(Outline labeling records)
● ● ● ●

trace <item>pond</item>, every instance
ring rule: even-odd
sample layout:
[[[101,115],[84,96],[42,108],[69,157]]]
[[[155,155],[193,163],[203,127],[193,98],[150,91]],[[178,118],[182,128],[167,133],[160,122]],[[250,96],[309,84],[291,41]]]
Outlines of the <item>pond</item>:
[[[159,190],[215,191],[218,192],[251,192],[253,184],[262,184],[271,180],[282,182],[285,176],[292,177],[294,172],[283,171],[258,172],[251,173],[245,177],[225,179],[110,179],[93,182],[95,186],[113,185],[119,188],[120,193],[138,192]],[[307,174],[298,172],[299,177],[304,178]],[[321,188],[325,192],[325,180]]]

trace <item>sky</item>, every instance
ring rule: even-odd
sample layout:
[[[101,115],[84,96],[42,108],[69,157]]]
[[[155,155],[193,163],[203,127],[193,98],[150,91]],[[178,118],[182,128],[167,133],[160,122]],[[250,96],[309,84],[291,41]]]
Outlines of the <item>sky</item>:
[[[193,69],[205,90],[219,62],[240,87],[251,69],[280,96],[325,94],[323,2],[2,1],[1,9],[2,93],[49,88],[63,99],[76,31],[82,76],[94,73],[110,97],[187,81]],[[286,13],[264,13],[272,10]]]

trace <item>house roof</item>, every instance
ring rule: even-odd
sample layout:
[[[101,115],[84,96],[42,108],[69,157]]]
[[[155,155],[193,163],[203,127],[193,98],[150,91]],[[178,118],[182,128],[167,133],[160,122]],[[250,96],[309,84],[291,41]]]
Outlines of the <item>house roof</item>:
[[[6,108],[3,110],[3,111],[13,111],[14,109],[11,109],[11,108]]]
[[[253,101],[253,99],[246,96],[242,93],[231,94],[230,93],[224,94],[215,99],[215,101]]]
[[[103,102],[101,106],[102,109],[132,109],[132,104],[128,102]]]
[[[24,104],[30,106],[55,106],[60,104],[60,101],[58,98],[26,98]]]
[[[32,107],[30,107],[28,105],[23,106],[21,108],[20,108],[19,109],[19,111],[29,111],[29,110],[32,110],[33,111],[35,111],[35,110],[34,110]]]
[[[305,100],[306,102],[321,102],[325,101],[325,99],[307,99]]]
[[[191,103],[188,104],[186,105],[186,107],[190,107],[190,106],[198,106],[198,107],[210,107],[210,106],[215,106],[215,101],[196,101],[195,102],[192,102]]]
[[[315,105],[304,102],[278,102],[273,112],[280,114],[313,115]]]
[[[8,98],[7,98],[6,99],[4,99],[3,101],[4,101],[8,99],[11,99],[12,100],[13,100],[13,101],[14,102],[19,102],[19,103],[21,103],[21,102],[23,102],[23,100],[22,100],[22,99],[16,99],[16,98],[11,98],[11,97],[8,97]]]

● ● ● ●

● Prompt: Reproduce the entire listing above verbatim, line for line, without changing a single character.

● Answer to the exercise:
trace <item>pond</item>, every instance
ring rule: even-odd
sample layout:
[[[101,115],[84,96],[42,108],[69,157]]]
[[[155,155],[193,163],[203,127],[193,98],[150,91]],[[178,118],[182,128],[167,133],[160,122]],[[250,96],[309,84],[291,41]]]
Outlines of the <item>pond</item>:
[[[159,190],[215,191],[218,192],[251,192],[253,184],[262,184],[271,180],[282,182],[285,176],[292,177],[294,172],[283,171],[258,172],[251,173],[245,177],[225,179],[110,179],[93,182],[95,186],[113,185],[119,188],[120,193],[138,192]],[[307,174],[298,172],[299,177],[304,178]],[[321,188],[325,192],[325,180]]]

trace <item>sky</item>, every instance
ring rule: even-odd
sample layout:
[[[101,115],[84,96],[42,108],[69,157]]]
[[[155,155],[193,163],[203,127],[193,98],[150,91]],[[178,118],[182,128],[167,133],[160,122]],[[250,96],[309,84],[291,41]]]
Outlines of the <item>sky</item>:
[[[193,69],[205,90],[219,62],[240,87],[251,69],[280,96],[325,94],[323,2],[2,1],[1,9],[2,93],[49,88],[63,99],[76,31],[82,76],[94,73],[110,97],[187,81]],[[286,13],[264,13],[272,10]]]

trace <item>house roof</item>, every instance
ring rule: even-odd
sample layout:
[[[101,115],[84,96],[42,108],[69,157]]]
[[[155,155],[193,163],[203,127],[193,98],[150,91]],[[178,118],[182,128],[167,133],[160,122]],[[250,96],[309,84],[291,41]]]
Outlines of the <item>house roof</item>:
[[[6,108],[3,110],[3,111],[13,111],[14,109],[11,109],[11,108]]]
[[[253,101],[253,99],[246,96],[242,93],[231,94],[230,93],[224,94],[215,99],[215,101]]]
[[[103,102],[101,106],[102,109],[132,109],[132,104],[128,102]]]
[[[24,104],[30,106],[55,106],[60,104],[60,101],[58,98],[26,98]]]
[[[32,107],[30,107],[28,105],[23,106],[21,108],[20,108],[19,109],[19,111],[29,111],[29,110],[32,110],[33,111],[35,111],[35,110],[34,110]]]
[[[305,100],[306,102],[321,102],[325,101],[325,99],[307,99]]]
[[[191,103],[188,104],[186,105],[186,107],[190,107],[190,106],[198,106],[198,107],[210,107],[210,106],[215,106],[215,101],[196,101],[195,102],[192,102]]]
[[[315,105],[304,102],[278,102],[273,112],[280,114],[313,115]]]
[[[8,98],[7,98],[6,99],[4,99],[3,101],[4,101],[8,99],[11,99],[12,100],[13,100],[13,101],[14,102],[19,102],[19,103],[21,103],[21,102],[23,102],[23,100],[22,100],[22,99],[16,99],[16,98],[11,98],[11,97],[8,97]]]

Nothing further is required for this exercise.